GIVEN RECORDS —
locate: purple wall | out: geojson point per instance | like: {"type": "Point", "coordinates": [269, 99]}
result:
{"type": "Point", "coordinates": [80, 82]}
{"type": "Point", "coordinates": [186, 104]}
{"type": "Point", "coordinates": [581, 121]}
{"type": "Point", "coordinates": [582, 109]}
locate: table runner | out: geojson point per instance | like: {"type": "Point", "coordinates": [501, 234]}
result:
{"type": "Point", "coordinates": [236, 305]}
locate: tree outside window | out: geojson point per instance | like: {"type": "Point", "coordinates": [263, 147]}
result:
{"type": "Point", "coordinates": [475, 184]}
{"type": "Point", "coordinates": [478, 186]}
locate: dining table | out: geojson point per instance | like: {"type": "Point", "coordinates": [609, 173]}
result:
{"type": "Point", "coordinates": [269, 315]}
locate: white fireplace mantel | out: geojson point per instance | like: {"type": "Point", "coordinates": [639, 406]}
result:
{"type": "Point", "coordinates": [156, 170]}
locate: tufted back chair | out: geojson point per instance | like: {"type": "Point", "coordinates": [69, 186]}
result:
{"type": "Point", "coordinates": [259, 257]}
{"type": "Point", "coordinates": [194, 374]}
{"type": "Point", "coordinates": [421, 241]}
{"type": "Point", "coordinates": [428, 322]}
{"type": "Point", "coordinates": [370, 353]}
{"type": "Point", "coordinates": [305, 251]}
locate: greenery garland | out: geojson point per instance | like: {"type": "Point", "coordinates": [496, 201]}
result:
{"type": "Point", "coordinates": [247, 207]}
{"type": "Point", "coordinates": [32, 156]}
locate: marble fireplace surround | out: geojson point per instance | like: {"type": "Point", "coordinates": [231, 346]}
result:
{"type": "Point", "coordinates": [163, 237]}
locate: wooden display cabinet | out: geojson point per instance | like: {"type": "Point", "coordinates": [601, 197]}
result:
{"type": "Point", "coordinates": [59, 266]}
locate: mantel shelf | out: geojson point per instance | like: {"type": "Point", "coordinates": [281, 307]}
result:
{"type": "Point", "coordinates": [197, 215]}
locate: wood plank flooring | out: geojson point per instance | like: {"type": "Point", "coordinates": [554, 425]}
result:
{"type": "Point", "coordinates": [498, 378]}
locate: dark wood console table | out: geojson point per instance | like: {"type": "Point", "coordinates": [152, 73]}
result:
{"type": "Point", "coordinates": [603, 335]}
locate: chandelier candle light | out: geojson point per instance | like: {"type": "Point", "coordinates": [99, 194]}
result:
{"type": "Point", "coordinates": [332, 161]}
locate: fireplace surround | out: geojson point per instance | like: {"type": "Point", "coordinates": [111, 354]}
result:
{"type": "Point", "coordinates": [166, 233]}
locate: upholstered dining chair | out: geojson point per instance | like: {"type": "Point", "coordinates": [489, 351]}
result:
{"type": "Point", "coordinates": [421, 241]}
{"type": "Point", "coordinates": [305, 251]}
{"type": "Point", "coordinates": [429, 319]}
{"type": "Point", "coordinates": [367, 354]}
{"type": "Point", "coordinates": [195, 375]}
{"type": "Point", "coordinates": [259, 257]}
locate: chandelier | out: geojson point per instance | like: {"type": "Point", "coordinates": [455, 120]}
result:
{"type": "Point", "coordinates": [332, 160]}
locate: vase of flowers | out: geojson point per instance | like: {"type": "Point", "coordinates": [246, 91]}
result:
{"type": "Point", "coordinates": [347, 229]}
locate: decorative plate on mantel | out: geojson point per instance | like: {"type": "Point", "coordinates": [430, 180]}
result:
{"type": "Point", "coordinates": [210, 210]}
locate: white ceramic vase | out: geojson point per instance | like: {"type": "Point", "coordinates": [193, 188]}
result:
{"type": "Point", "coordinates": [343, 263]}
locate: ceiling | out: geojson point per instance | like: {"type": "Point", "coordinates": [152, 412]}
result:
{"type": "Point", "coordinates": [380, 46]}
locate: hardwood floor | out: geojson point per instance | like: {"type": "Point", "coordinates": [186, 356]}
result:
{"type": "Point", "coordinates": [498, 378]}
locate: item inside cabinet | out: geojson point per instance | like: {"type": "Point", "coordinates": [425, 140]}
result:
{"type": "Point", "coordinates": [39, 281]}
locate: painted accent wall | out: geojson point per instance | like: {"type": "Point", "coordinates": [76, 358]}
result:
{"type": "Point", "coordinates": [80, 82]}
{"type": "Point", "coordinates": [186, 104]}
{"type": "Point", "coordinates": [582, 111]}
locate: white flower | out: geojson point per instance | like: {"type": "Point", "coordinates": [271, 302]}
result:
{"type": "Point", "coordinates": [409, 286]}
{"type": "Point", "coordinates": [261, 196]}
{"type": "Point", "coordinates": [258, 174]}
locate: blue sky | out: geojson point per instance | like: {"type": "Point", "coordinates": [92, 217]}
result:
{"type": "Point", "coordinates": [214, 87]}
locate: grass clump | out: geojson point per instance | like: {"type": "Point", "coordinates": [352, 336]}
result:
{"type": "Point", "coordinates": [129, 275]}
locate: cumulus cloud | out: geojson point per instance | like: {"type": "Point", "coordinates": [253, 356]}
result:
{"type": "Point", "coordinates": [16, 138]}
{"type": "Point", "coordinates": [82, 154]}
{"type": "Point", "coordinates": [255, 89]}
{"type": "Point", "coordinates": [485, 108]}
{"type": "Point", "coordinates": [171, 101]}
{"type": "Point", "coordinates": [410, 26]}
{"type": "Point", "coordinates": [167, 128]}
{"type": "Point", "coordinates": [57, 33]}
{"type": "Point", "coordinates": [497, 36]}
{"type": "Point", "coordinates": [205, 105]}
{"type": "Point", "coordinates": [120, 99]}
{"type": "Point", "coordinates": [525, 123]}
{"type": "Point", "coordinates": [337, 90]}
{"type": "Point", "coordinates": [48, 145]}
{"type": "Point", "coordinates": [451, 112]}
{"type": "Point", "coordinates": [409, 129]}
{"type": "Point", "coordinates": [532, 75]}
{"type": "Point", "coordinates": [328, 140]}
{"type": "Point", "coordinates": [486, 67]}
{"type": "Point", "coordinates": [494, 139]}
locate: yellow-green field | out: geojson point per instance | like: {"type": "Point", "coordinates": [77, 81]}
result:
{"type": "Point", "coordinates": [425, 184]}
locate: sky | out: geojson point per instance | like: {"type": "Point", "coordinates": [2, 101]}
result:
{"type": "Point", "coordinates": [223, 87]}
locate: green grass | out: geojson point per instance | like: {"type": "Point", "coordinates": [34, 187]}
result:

WHAT YOU NEED TO DO — Make an exact copy of the listing, including every line.

ANSWER TO THE PROBLEM —
locate: purple wall | out: geojson point per instance | like: {"type": "Point", "coordinates": [269, 99]}
result:
{"type": "Point", "coordinates": [80, 82]}
{"type": "Point", "coordinates": [186, 104]}
{"type": "Point", "coordinates": [581, 121]}
{"type": "Point", "coordinates": [582, 109]}
locate: table runner | out: geojson point per instance | like: {"type": "Point", "coordinates": [501, 234]}
result:
{"type": "Point", "coordinates": [236, 305]}
locate: tree outside window | out: geojson point per instance | like: {"type": "Point", "coordinates": [263, 147]}
result:
{"type": "Point", "coordinates": [475, 184]}
{"type": "Point", "coordinates": [478, 186]}
locate: dining table | out: geojson point per instance | like: {"type": "Point", "coordinates": [609, 173]}
result:
{"type": "Point", "coordinates": [269, 315]}
locate: white fireplace mantel | out: geojson point per instance | like: {"type": "Point", "coordinates": [639, 406]}
result:
{"type": "Point", "coordinates": [156, 170]}
locate: tufted back chair | out: geojson point per instance | like: {"type": "Point", "coordinates": [69, 186]}
result:
{"type": "Point", "coordinates": [259, 257]}
{"type": "Point", "coordinates": [194, 374]}
{"type": "Point", "coordinates": [421, 241]}
{"type": "Point", "coordinates": [428, 322]}
{"type": "Point", "coordinates": [370, 353]}
{"type": "Point", "coordinates": [305, 251]}
locate: greenery garland | out: geojson point per instance | like: {"type": "Point", "coordinates": [496, 201]}
result:
{"type": "Point", "coordinates": [247, 207]}
{"type": "Point", "coordinates": [32, 156]}
locate: marble fireplace surround | out: geojson point per instance | like: {"type": "Point", "coordinates": [231, 346]}
result:
{"type": "Point", "coordinates": [163, 237]}
locate: wooden display cabinet | out: geojson point per instance | like: {"type": "Point", "coordinates": [601, 197]}
result:
{"type": "Point", "coordinates": [59, 266]}
locate: mantel shelf | out: geojson point per instance | like: {"type": "Point", "coordinates": [281, 307]}
result:
{"type": "Point", "coordinates": [197, 215]}
locate: wood plank flooring | out: geojson point per instance | like: {"type": "Point", "coordinates": [554, 425]}
result:
{"type": "Point", "coordinates": [498, 378]}
locate: dark wood console table | out: geojson point per instance | like: {"type": "Point", "coordinates": [152, 73]}
result:
{"type": "Point", "coordinates": [603, 335]}
locate: chandelier candle light | out: geojson point per instance | like: {"type": "Point", "coordinates": [99, 194]}
result:
{"type": "Point", "coordinates": [332, 161]}
locate: fireplace surround | out: geojson point per instance | like: {"type": "Point", "coordinates": [111, 354]}
result:
{"type": "Point", "coordinates": [166, 233]}
locate: upholstered dining chair | out: geojson point per instance | like: {"type": "Point", "coordinates": [489, 351]}
result:
{"type": "Point", "coordinates": [421, 241]}
{"type": "Point", "coordinates": [305, 251]}
{"type": "Point", "coordinates": [429, 319]}
{"type": "Point", "coordinates": [367, 354]}
{"type": "Point", "coordinates": [195, 375]}
{"type": "Point", "coordinates": [259, 257]}
locate: chandelier | out: geojson point per instance | like: {"type": "Point", "coordinates": [455, 120]}
result:
{"type": "Point", "coordinates": [332, 160]}
locate: vase of flowers | out: geojson point per instance | like: {"type": "Point", "coordinates": [246, 91]}
result:
{"type": "Point", "coordinates": [347, 229]}
locate: decorative plate on mantel | out: geojson point per instance | like: {"type": "Point", "coordinates": [430, 180]}
result:
{"type": "Point", "coordinates": [210, 210]}
locate: white ceramic vase | out: geojson point per instance | like: {"type": "Point", "coordinates": [193, 188]}
result:
{"type": "Point", "coordinates": [343, 263]}
locate: ceiling | out: geojson point per instance | like: {"type": "Point", "coordinates": [152, 412]}
result:
{"type": "Point", "coordinates": [380, 46]}
locate: hardwood floor | out: geojson point per instance | like: {"type": "Point", "coordinates": [186, 356]}
result:
{"type": "Point", "coordinates": [498, 378]}
locate: item inside cabinet | out: geojson point per instance | like: {"type": "Point", "coordinates": [425, 140]}
result:
{"type": "Point", "coordinates": [39, 281]}
locate: painted accent wall | out: geojson point per instance | like: {"type": "Point", "coordinates": [76, 358]}
result:
{"type": "Point", "coordinates": [80, 82]}
{"type": "Point", "coordinates": [186, 104]}
{"type": "Point", "coordinates": [582, 111]}
locate: white flower | out: geojson point per instance | like: {"type": "Point", "coordinates": [271, 302]}
result:
{"type": "Point", "coordinates": [409, 286]}
{"type": "Point", "coordinates": [261, 196]}
{"type": "Point", "coordinates": [258, 174]}
locate: blue sky | out: geojson point per instance | like: {"type": "Point", "coordinates": [92, 217]}
result:
{"type": "Point", "coordinates": [214, 87]}
locate: grass clump | out: geojson point per instance | like: {"type": "Point", "coordinates": [352, 336]}
result:
{"type": "Point", "coordinates": [129, 275]}
locate: cumulus cloud | out: geojson point per instance | like: {"type": "Point", "coordinates": [253, 356]}
result:
{"type": "Point", "coordinates": [16, 138]}
{"type": "Point", "coordinates": [82, 154]}
{"type": "Point", "coordinates": [255, 89]}
{"type": "Point", "coordinates": [485, 108]}
{"type": "Point", "coordinates": [171, 101]}
{"type": "Point", "coordinates": [410, 26]}
{"type": "Point", "coordinates": [167, 128]}
{"type": "Point", "coordinates": [57, 33]}
{"type": "Point", "coordinates": [497, 36]}
{"type": "Point", "coordinates": [205, 105]}
{"type": "Point", "coordinates": [120, 99]}
{"type": "Point", "coordinates": [525, 123]}
{"type": "Point", "coordinates": [337, 90]}
{"type": "Point", "coordinates": [48, 145]}
{"type": "Point", "coordinates": [451, 112]}
{"type": "Point", "coordinates": [409, 129]}
{"type": "Point", "coordinates": [532, 75]}
{"type": "Point", "coordinates": [328, 140]}
{"type": "Point", "coordinates": [486, 67]}
{"type": "Point", "coordinates": [494, 139]}
locate: yellow-green field | out: geojson point per instance | like: {"type": "Point", "coordinates": [77, 81]}
result:
{"type": "Point", "coordinates": [425, 184]}
locate: sky | out: geojson point per instance | like: {"type": "Point", "coordinates": [2, 101]}
result:
{"type": "Point", "coordinates": [223, 87]}
locate: green grass | out: geojson point per instance | like: {"type": "Point", "coordinates": [34, 187]}
result:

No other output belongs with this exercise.